--- START ---
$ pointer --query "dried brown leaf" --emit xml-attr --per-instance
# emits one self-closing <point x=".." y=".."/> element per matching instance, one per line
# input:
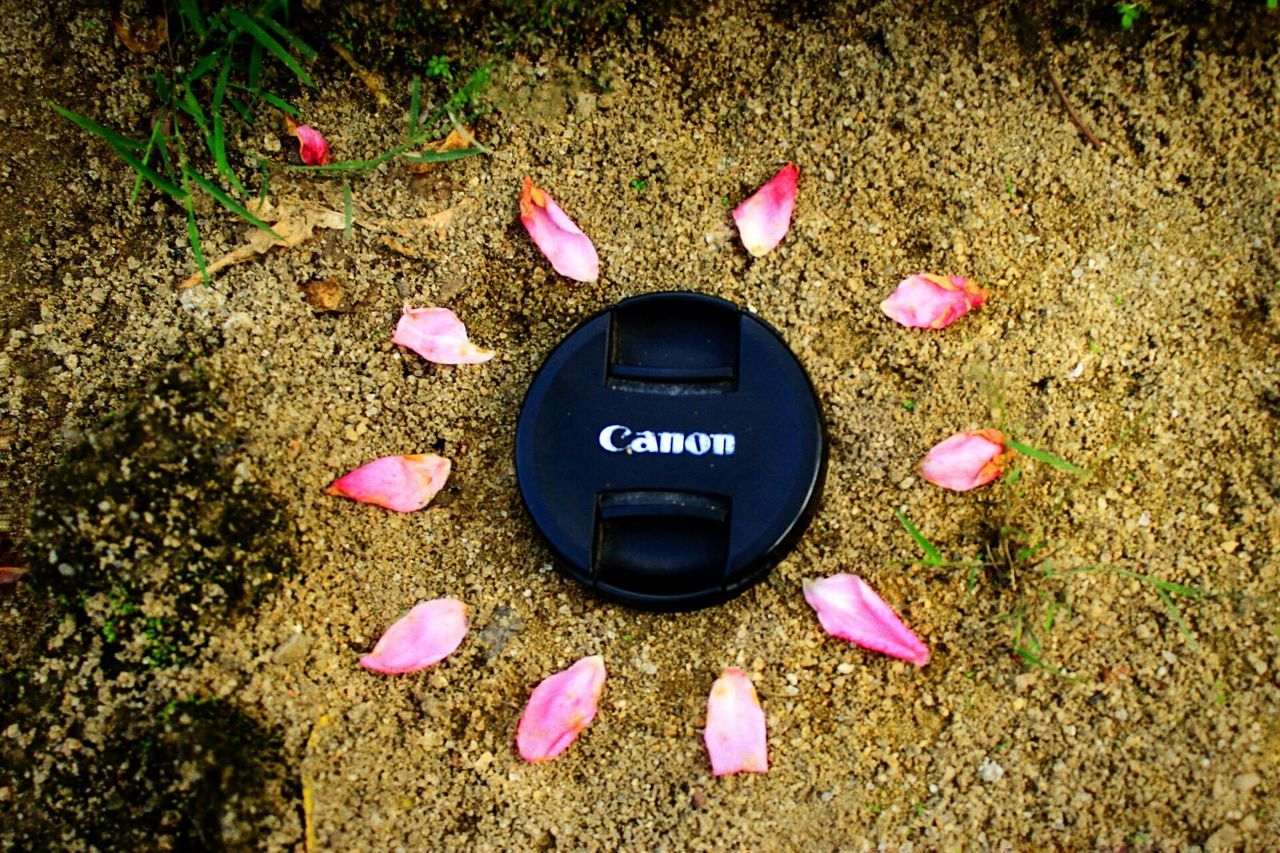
<point x="327" y="296"/>
<point x="293" y="220"/>
<point x="140" y="36"/>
--- END ---
ASSIGNED TASK:
Repeat the material exactly, without images.

ANSWER TO THIS TASK:
$ pointer --query "dried brown leaf" --emit xml-attr --per-instance
# emits one self-closing <point x=".." y=".."/> element per matching instance, one per line
# input:
<point x="327" y="296"/>
<point x="293" y="220"/>
<point x="140" y="36"/>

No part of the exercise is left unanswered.